● SECTION DE TEXTE
Le problème principal est le coût de l’accouchement comme tel, que ce soit à l’hôpital ou dans une maison de naissance. En moyenne, une nuitée pour adulte coûte environ 3 000 $, tandis que le bébé coûtera 1 000 $ additionnels en frais d’hébergement selon les hôpitaux.

Pour un accouchement couvert, un médecin généraliste se fait payer environ 490 $ par le ministère de la Santé et des Services sociaux, et les spécialistes comme l’anesthésiste ou l’obstétricien, en cas de complications ou de césarienne, reçoivent environ 650 $. Mais comme ces femmes n’ont pas de carte d’assurance maladie, c’est à elles que revient la facture.

Or, c’est ici que le bât blesse. Beaucoup de médecins ne se contentent pas de se faire rembourser le tarif offert par le gouvernement : ils doublent ou triplent la mise. Certains vont demander jusqu’à 1 500 $ au lieu de 490 $, et encore 1 000 $ à 1 500 $ de plus pour le spécialiste. Le tout payé comptant, avec ce que ça implique comme complications (pas de facture, suivi difficile, etc.).

Quel est le profil des femmes qui accouchent sans couverture médicale au Québec?

Des femmes au statut précaire, il y en a de plus en plus. Ce qu’il faut savoir, c’est que la plupart ne viennent pas au Québec dans le but d’accoucher [NDLR : ce qu’on appelle le « tourisme de maternité »]. On voit beaucoup d’étudiantes étrangères, par exemple, arriver avec une couverture d’assurance minimale, pour économiser de l’argent. Puis, la vie étant ce qu’elle est, elles tombent enceintes et se retrouvent dans l’embarras, car leur assurance ne couvre pas les grossesses et les accouchements. Certaines institutions scolaires obligent d’ailleurs les étudiants à avoir une assurance médicale complète, ce qu’on encourage nous aussi.

Il y a aussi, évidemment, celles qui viennent uniquement pour accoucher. Souvent, ces femmes ont de l’argent, mais les hôpitaux sont tout de même réticents à les recevoir à moins qu’elles fournissent un dépôt variant de 10 000 $ à 15 000 $.

Beaucoup sont des femmes avec une demande de parrainage en cours qui n’ont pas encore de carte d’assurance maladie… Dans ce cas, les frais du bébé iront sur celle du papa québécois dont le dossier est en règle.

Comment sont-elles reçues?

Mal! On peut comprendre que ces situations frustrent le personnel médical, car elles entraînent de la désorganisation et des complications administratives. Ces femmes arrivent souvent sans avoir eu un suivi de grossesse adéquat, donc les tests sont faits dans le chaos et le stress.

Les hôpitaux ont des dettes aussi. Ils ont des frais, les services et l’équipement coûtent cher. Ajoutons à cela le fait que certaines retournent dans leur pays sans payer… Disons que ce sont toutes les femmes de bonne foi qui en font les frais, sans mauvais jeu de mots.

● DESCRIPTION DE LA TÂCHE
Écrivez la suite du texte sur l'accouchement sans couverture médicale au Québec, à partir de sa dernière phrase. Les enregistrements n'ont aucun rôle à jouer ici.

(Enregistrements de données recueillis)

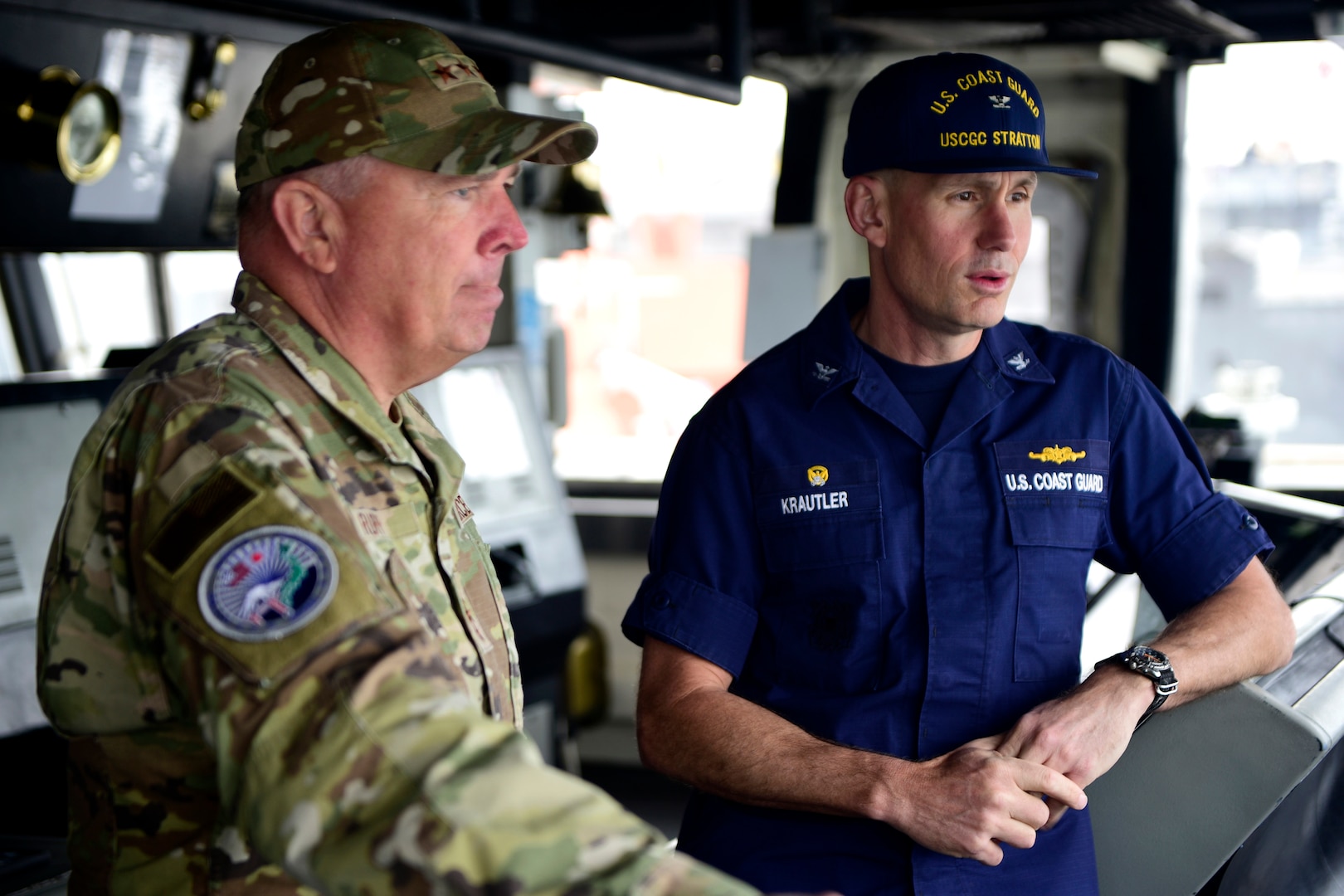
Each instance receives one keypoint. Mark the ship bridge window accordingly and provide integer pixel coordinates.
(197, 285)
(11, 366)
(654, 306)
(1261, 303)
(100, 301)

● VOTRE RÉPONSE
Avez-vous été témoin d’abus de la part du personnel hospitalier?

Il y a plusieurs types d’abus. D’abord, les prix gonflés, dont on a parlé plus tôt. À la Maison bleue, on informe les femmes des coûts raisonnables à prévoir pour la chambre, le médecin, l’anesthésiste, etc.

Par ailleurs, certaines sont victimes de négligence. J’ai été témoin du cas d’une femme qu’on a refusé d’examiner, même si elle avait un dossier de bonne payeuse. Elle avait des douleurs et on l’a renvoyée à la maison. Finalement, il s’est avéré que le bébé était en véritable détresse. Ces femmes n’osent pas porter plainte. Elles ne veulent pas nuire à leur statut au Canada ou ne font pas confiance au système. Elles sont terrorisées.

Autre exemple : un hôpital montréalais a refusé à plusieurs reprises de remettre à des mères les papiers pour la déclaration de naissance, à défaut d’être payé. C’est illégal, et on a dû faire appel à l’ombudsman. C’est du stress pour tout le monde.

Quels conseils donnez-vous aux femmes dans ces situations?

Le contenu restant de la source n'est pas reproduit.